> _Problem_:
Answer these questions from the passage about Papi Juice below:
1. In whose apartment do the four members gather?
2. What is Cristobal Naranjo's profession?
3. At what time did Mohammed wake up to eat?

> _Extract to read_:
The four members of Papi Juice encircle a small brown table in DJ Oscar Nñ’s Bed-Stuy apartment. It’s early June, just a few weeks from the collective’s third anniversary party — which shares the same name of the group — and they’re in good spirits. Next to the 28-year-old born Oscar Nunez is DJ Adam Rhodes; he helped to co-found the party before bringing on photographer Cristobal Naranjo and illustrator Mohammed Fayaz, who’s got long wavy black hair that often flows freely across his face when on the dance floor. “I woke up at 4:15 a.m. to eat,” Mohammed said, in his unmistakable Queens accent. He’s Muslim and is breaking fast today by devouring some jerk chicken; he wants to eat without interruption. “It’s Ramadan and I haven’t observed in a long ass time.”

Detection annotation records
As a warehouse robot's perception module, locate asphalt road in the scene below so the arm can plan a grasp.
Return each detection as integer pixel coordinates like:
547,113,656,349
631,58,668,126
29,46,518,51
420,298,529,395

> _Result below_:
1. DJ Oscar Nñ's Bed-Stuy apartment
2. Photographer
3. 4:15 a.m.